[BEGIN PASSAGE GIVEN]

Reuters UK: December 8, 2007

CIA Director Michael Hayden admitted on Saturday that that the CIA had made and destroyed videotapes in 2005 documenting interrogations of terrorist suspects that used techniques critics have denounced as torture, including possible waterboarding, which were made in 2002 "as part of a secret detention and interrogation program that began with the arrest of Abu Zubaydah and Abd al-Rahim al-Nashiri, two suspected al-Qaeda operatives who were among the first three terror suspects to be detained and interrogated by the C.I.A. in secret prisons after the Sept. 11 attacks.

The New York Times: December 8, 2007

The New York Times: December 11, 2007

The New York Times reported the same day that White House and Justice Department officials had advised the CIA in 2003 not to destroy these hundreds of hours of videotapes. However, Jose Rodriguez Jr., the chief of the agency's clandestine service who retired earlier this year, called for their destruction in November 2005 without even informing the CIA's top lawyer, John Rizzo, who was angry about the final decision. On December 11th, the Times then reported that lawyers within the CIA pushed a written advance to destroy the tapes.

The Chicago Tribune: December 11, 2007

Also, on Tuesday, John Kiriakou, whose 14 year stint in the CIA included a role as an interrogator in Pakistan from 1998 to 2004, was involved in the capture of Abu Zubaydah and was also one of the first to interrogate him, acknowledged that waterboarding was used in the interrogations, adding that "waterboarding works, at least in the case of Abu Zubaydah." and that
it “probably saved lives.”, but also that "it is no longer necessary." and indeed "it is torture." His motive, as well as his timing, for abruptly coming out, especially considering inquiries are sprouting by the day, remains unclear, as some are arguing he's trying to preserve his legacy or provide a cover-up.

ABC News: November 2, 2007

Finally, it is important to remember that, last month, it was reported that Daniel Levin, an acting assistant attorney general in 2004 who was "charged with reworking the administration's legal position on torture in 2004", had grown so concerned with the wateeboarding technique that he personally went to a military base near Washington and waterboarded himself. After doing so, "Levin told White House officials that even though he knew he wouldn't die, he found the experience terrifying and thought that it clearly simulated drowning."

[END PASSAGE GIVEN]

§ TASK A: Set down the entries from the line containing "In which area of the image above does the dense" through the line containing "0,0 -> 1288,347", copying every line unchanged.
The entries below this passage are unrelated to it.

[BEGIN MATERIAL PROVIDED]

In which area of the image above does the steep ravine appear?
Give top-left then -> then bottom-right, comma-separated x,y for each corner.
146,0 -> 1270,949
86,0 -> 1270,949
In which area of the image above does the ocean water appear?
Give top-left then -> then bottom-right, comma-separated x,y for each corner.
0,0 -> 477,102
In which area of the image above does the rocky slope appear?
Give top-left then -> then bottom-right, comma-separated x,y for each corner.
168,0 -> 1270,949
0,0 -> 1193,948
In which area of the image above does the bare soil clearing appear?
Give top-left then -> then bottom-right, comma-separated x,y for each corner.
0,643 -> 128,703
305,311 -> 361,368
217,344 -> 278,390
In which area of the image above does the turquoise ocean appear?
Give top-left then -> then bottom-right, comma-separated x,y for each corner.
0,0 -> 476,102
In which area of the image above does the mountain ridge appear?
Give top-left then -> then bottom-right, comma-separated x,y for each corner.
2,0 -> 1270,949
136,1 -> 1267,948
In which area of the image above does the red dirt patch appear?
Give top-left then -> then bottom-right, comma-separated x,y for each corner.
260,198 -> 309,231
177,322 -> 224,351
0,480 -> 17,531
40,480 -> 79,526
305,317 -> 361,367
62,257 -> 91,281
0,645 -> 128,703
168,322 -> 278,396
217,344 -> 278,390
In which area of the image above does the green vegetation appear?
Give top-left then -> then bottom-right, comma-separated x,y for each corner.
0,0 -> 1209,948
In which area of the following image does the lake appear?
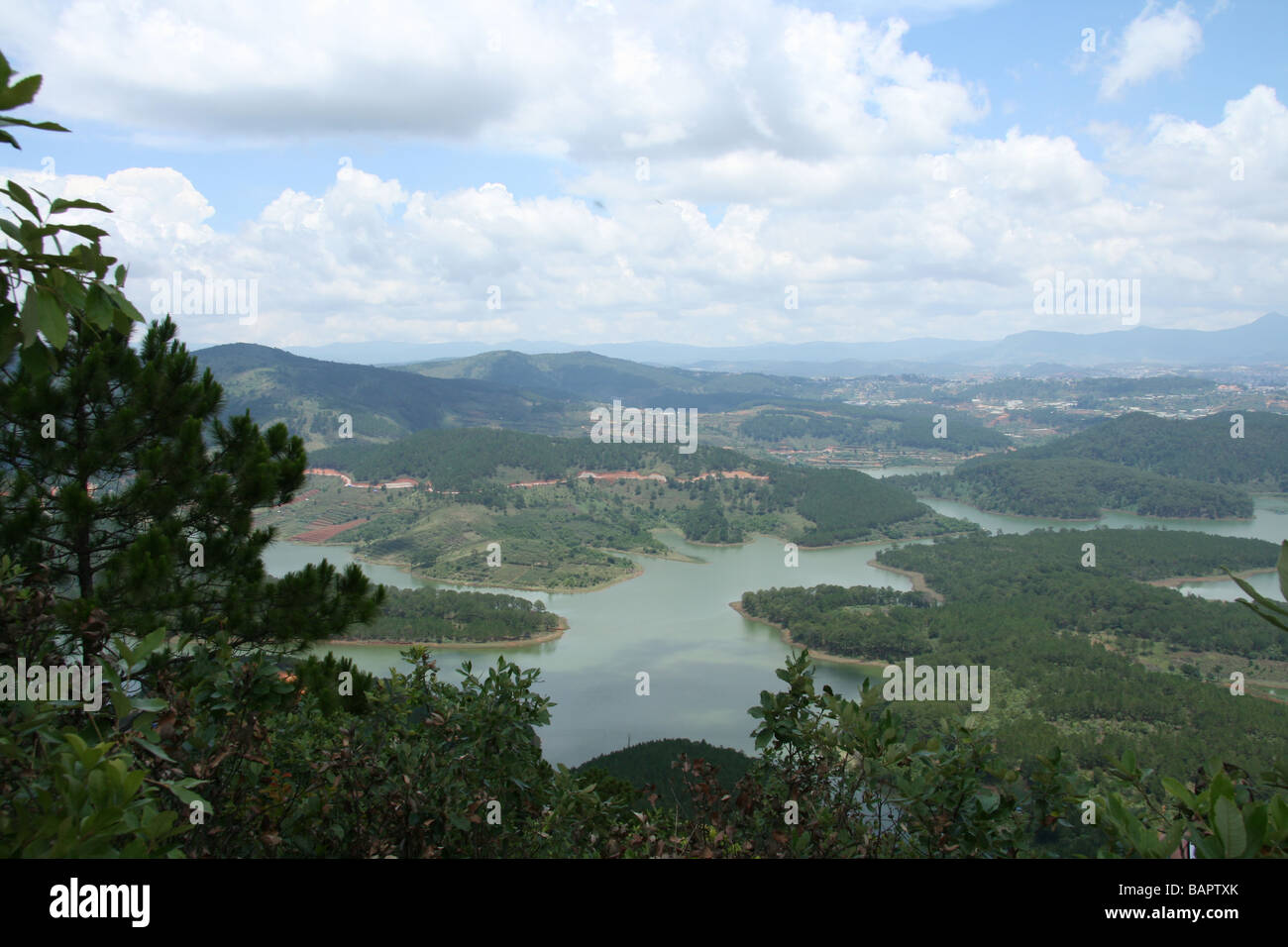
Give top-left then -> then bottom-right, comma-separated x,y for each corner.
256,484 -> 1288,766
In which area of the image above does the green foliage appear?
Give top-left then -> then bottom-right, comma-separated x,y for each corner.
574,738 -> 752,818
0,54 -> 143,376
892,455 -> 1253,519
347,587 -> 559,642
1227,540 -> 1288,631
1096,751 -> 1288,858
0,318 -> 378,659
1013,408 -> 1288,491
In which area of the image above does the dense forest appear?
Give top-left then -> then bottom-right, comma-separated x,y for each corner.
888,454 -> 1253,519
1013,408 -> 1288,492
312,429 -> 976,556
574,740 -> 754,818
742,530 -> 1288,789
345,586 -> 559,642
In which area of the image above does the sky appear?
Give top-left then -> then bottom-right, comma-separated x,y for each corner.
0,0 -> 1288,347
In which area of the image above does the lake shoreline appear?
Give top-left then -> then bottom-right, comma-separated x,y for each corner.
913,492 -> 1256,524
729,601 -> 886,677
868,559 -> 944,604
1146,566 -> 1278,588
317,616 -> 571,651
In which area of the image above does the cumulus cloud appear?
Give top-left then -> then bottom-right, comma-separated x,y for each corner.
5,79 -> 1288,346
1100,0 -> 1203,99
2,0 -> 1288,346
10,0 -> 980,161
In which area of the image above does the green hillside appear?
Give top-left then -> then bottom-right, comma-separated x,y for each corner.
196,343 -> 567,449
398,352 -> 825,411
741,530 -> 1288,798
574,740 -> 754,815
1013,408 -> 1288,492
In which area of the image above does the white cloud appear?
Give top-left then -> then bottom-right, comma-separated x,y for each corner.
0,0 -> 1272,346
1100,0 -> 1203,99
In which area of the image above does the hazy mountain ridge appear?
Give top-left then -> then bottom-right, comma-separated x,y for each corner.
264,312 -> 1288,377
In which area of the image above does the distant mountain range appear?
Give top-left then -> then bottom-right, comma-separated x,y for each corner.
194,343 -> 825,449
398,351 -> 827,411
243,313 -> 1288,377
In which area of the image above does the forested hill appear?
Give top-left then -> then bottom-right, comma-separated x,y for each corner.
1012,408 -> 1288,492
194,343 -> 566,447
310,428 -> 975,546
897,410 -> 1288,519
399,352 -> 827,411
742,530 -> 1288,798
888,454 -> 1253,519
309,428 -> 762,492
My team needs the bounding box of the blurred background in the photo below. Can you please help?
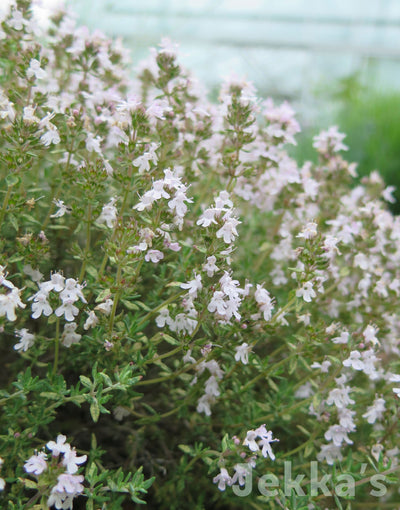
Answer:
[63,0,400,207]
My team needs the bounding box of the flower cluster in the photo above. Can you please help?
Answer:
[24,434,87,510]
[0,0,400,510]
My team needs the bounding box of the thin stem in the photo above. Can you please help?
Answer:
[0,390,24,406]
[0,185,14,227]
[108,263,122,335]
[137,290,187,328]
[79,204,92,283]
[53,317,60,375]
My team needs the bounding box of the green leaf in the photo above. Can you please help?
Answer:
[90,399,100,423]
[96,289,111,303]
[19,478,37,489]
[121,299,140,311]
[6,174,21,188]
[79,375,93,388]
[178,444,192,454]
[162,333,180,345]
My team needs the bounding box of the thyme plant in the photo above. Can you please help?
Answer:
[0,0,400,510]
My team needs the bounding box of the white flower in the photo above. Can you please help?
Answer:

[END MATERIAL PROVIDED]
[BEGIN MATERIAL PROVIDED]

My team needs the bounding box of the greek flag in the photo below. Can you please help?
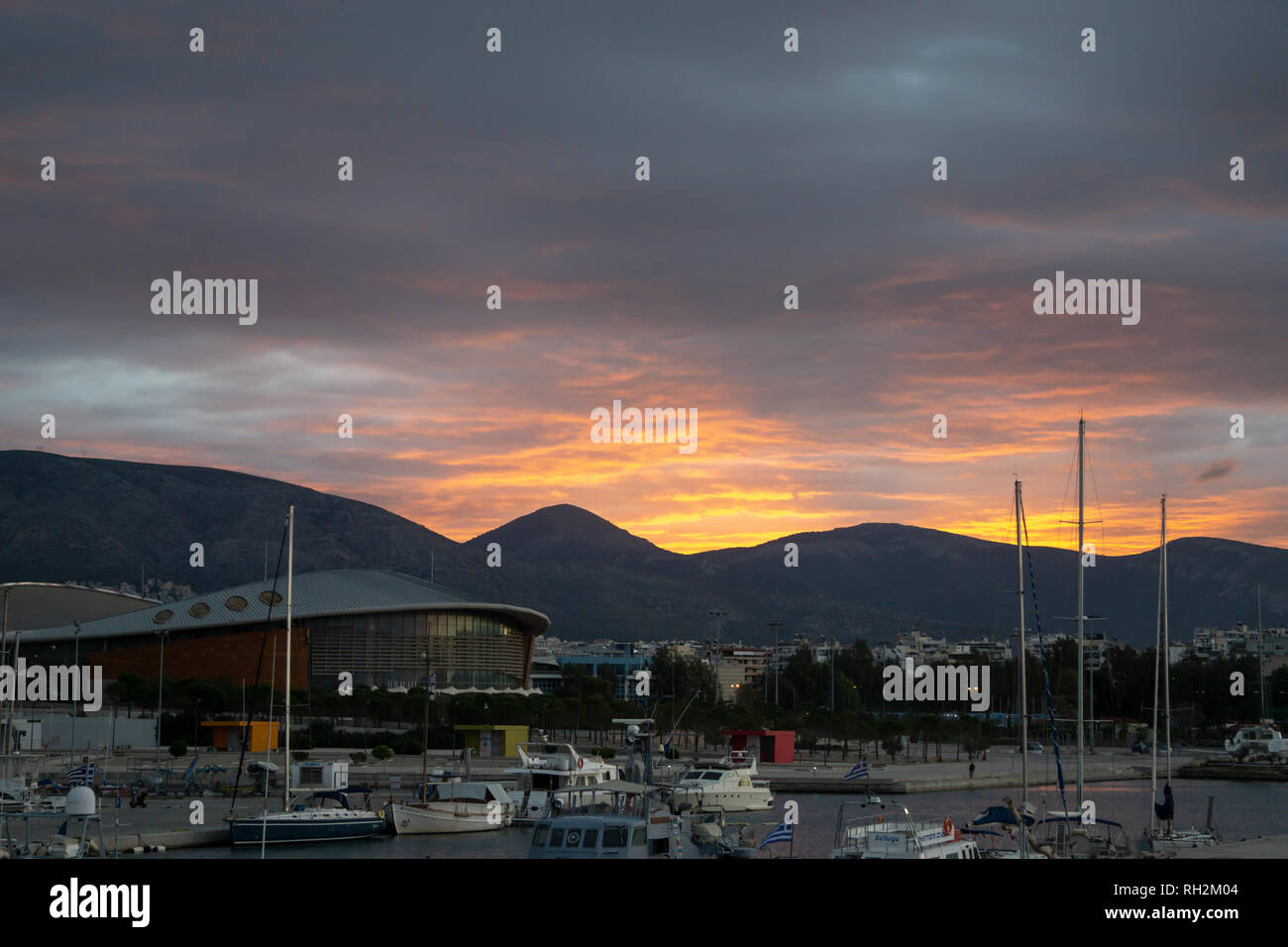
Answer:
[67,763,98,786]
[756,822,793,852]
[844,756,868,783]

[END MATERIAL PROVIDED]
[BEGIN MATERIAL PROVIDED]

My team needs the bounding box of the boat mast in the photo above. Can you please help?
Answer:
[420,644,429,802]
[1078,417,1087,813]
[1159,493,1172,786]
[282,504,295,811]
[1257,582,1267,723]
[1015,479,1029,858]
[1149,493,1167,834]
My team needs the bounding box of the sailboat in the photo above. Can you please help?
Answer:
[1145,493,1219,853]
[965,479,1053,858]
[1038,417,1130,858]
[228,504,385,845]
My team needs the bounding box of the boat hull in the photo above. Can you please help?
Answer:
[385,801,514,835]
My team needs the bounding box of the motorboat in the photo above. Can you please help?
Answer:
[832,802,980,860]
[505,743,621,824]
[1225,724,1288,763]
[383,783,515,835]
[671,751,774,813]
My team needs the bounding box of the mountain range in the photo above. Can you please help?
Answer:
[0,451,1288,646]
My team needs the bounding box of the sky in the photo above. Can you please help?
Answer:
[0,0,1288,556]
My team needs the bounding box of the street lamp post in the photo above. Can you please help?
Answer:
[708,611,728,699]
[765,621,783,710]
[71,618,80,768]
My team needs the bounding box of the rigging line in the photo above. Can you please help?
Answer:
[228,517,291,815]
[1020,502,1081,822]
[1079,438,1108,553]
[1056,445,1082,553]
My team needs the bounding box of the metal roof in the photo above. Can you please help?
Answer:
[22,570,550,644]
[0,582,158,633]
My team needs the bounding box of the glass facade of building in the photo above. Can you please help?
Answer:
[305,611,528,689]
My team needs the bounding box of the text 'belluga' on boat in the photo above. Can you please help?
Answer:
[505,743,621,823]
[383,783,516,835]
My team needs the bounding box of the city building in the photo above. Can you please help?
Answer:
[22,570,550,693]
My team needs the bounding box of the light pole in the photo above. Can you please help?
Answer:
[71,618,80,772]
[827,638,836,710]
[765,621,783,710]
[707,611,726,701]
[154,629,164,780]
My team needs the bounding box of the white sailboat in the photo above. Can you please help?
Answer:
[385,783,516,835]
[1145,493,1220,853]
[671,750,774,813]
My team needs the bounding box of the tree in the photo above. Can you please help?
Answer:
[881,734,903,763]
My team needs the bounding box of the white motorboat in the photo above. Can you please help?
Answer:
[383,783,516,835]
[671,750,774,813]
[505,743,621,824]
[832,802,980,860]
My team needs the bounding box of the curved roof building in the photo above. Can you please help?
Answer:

[END MATERIAL PROVIDED]

§ TASK B: Translate this sentence from the passage into Spanish: "The New York Times reported the same day that White House and Justice Department officials had advised the CIA in 2003 not to destroy these hundreds of hours of videotapes."

§ TASK RESPONSE A:
In which area of the image above does the dense forest appear?
Give top-left then -> then bottom-right, comma-separated x,y for each corner.
888,454 -> 1253,519
1013,408 -> 1288,492
312,429 -> 976,556
574,740 -> 754,818
742,530 -> 1288,789
345,586 -> 559,642
In which area of the image above does the sky appear?
Give top-left then -> then bottom-right, comma-separated x,y for each corner.
0,0 -> 1288,347

§ TASK RESPONSE B: The New York Times informó el mismo día que funcionarios de la Casa Blanca y del Departamento de Justicia habían aconsejado a la CIA en 2003 que no destruyera estos cientos de horas de cintas de video.